Locate the line that contains "Spot the toilet and". Print it and every subsequent line through the final line of the records, exactly and only those.

** Start Provided information **

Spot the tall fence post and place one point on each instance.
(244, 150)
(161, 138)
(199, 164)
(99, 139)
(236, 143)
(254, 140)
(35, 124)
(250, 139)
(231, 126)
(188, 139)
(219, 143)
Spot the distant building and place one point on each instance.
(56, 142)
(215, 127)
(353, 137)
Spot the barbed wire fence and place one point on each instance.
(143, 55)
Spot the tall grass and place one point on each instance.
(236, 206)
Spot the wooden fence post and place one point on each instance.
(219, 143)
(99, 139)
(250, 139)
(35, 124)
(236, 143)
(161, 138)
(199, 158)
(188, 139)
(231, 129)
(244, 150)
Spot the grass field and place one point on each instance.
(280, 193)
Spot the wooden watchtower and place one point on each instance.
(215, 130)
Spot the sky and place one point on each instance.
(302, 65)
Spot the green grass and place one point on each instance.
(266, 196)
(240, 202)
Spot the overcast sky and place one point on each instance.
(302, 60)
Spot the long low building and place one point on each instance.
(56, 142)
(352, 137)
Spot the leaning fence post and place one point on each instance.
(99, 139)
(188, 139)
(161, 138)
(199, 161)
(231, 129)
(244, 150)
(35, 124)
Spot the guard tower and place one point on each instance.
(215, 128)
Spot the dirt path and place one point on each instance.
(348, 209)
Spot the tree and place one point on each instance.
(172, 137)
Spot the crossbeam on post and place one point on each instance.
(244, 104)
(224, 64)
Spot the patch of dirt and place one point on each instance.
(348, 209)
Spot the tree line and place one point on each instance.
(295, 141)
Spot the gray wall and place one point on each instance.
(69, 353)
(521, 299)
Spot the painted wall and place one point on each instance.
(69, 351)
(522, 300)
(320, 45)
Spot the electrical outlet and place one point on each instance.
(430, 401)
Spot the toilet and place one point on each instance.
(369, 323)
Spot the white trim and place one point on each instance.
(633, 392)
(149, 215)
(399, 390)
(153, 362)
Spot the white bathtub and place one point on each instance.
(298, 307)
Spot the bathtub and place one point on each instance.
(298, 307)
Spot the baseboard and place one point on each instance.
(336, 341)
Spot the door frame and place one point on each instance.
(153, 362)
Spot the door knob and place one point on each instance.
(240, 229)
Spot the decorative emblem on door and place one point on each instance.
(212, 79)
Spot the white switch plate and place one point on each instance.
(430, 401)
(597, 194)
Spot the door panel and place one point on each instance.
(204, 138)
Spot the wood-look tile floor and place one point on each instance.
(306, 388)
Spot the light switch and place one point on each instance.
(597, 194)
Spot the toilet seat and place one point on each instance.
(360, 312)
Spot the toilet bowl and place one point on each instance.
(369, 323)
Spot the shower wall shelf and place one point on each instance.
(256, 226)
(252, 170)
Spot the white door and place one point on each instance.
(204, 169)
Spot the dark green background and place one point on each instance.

** End Provided information **

→ Task solution
Spot the toilet and place one point on each instance.
(369, 323)
Spot the white trim and place one point on each instance.
(633, 392)
(149, 215)
(399, 390)
(153, 362)
Spot the white bathtub and place one point on each instance.
(298, 307)
Spot the bathtub and place one point on each instance.
(298, 307)
Spot the baseboard and place one point on each instance.
(336, 341)
Spot the door frame and place one point on each instance.
(153, 362)
Spot the door knob and place one point on each instance.
(240, 229)
Spot the decorative emblem on door and place one point on each instance.
(212, 79)
Spot the white switch plate and place one point on each instance.
(430, 401)
(597, 194)
Spot the door panel and place one point on each instance.
(204, 138)
Spot the wood-look tile floor and place one point on each instance.
(306, 388)
Spot the light switch and place one point on each instance.
(597, 194)
Spot the toilet seat and place one point on each instance.
(360, 312)
Spot the toilet bowl and place one point on each instance.
(369, 323)
Spot the shower wall shelf and place one point on each instance.
(256, 226)
(252, 170)
Spot the white door and place one point on each instance.
(204, 169)
Spot the dark green background and place one point on each instance.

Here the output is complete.